A Few Modest Proposals
What might the hospitable posture of love look like in a modern classroom? It can begin with simple practices such as knowing students’ names. Some professors may teach in contexts where this is all but impossible, but in institutions oriented toward teaching, this simple practice is essential. I’ve found this especially the case with minority students. It’s hard to create hospitable environments when most of the white male authoritative figures they’ve encountered have been rough, or dismissive, or otherwise thoughtless of them as persons.
Perhaps a sharp distinction between work and life is a hindrance. Caring for students is not merely a student life problem; if we teach students, it is our problem, too. As Wilshire suggests, “To accept a professorship is to accept a caring role—whether one explicitly professes it or not (or even if one denies it).” Starting class over coffee or doughnuts may be just the thing to put the hardest students at ease. Hosting students in your home for a discussion or a dinner can be an opportunity for students to feel comfortable exposing their true opinions in the classroom. It’s an opening of a door to allow a student in who is a stranger, someone alienated by my advanced degree, fancy title, and professional status.
A larger way to foster a hospitable space is to celebrate entrances and departures. David Smith mentions one aspect of this in his book On Christian Teaching. He argues that the practice of ending a class with a final exam is counter-Christian. What we’re saying is that what ultimately matters is how well you perform. He invites us to consider what our classes would look like if our last class was not an exam but a celebration of all we learned and will go on to pursue?

• **YOUR TASKS**
1. Can you sum up the passage on classroom hospitality in two sentences?
2. Would you carry the passage on classroom hospitality forward from its last sentence?
The data that follows isn't needed for any of this.

• **INFORMATION**

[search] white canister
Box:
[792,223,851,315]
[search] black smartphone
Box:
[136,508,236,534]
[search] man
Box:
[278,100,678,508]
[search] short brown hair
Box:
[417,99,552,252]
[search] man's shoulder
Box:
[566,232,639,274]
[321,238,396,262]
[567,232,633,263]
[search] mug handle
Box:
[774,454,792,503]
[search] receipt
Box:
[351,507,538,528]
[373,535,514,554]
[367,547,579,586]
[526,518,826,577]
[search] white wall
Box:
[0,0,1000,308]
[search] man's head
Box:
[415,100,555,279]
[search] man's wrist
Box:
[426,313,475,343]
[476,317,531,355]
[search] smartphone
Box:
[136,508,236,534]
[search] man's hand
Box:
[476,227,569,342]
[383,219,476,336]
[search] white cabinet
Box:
* * *
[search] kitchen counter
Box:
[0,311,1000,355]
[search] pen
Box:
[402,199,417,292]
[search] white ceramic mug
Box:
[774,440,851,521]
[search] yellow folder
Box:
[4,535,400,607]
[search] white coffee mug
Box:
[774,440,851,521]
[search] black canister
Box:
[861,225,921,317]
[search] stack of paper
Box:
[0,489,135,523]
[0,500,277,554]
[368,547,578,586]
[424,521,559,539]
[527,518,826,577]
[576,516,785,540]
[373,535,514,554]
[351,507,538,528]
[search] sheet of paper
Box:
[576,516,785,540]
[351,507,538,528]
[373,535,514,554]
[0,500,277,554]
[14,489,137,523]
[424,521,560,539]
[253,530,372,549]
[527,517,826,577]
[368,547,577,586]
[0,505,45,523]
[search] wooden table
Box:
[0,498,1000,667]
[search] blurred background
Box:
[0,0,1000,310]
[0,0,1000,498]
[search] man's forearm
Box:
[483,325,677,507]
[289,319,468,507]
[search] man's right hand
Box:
---
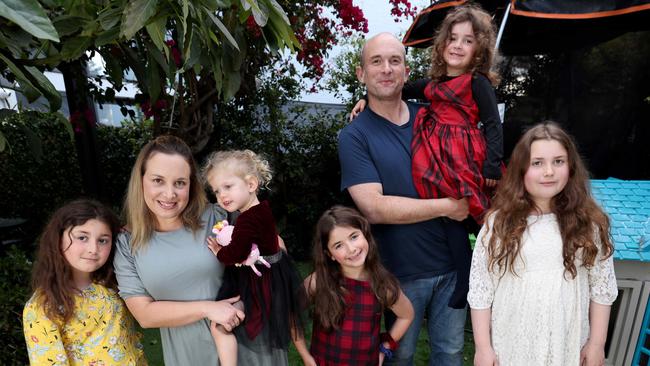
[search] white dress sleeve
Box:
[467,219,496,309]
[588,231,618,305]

• **PER-TASK ANSWERS**
1. Hospitality in a modern classroom can begin with simple practices like knowing students' names, starting class over coffee or doughnuts, or hosting students at home for a discussion or dinner, since caring for students is part of a professor's role and not merely a student life problem. A larger way to foster a hospitable space is to celebrate entrances and departures, such as ending a class with a celebration of what was learned instead of a final exam, which David Smith argues is counter-Christian.

2.
If students are fellow lovers, then one of the teacher’s primary tasks is, as Mister Rogers suggests, to love what they’re doing and love it in front of people, for “love is at the root of all learning.” The love that I show for my subject invites fellow lovers into the journey of enjoyment. I know that is true for me. When I’m teaching on Marilynne Robinson’s Gilead to Foundations of Ministry students or Augustine’s Confessions to a spiritual formation class, I can feel myself coming alive and students (sometimes) follow along. And when I’m teaching some class that I’m bored with (I’m looking at you Administrative Ministry and Organization), I can feel the classroom shrink and eyes glaze over. In some ways, students’ interest levels are determined and shaped by my love for both them and the subject.
It seems odd here to turn to Mister Rogers as an exemplar of teaching in higher education, but the more I consider it, I think that’s right. (Though, full disclosure, I think he’s pretty much the exemplar of all good things). As his favorite children’s book The Little Prince suggests, “What is essential is invisible to the eye.” The essential things are not student ratings or student performance or my own upward trajectory. What is essential, the one thing necessary, is that we love. Academics aren’t excused from love because we have advanced degrees.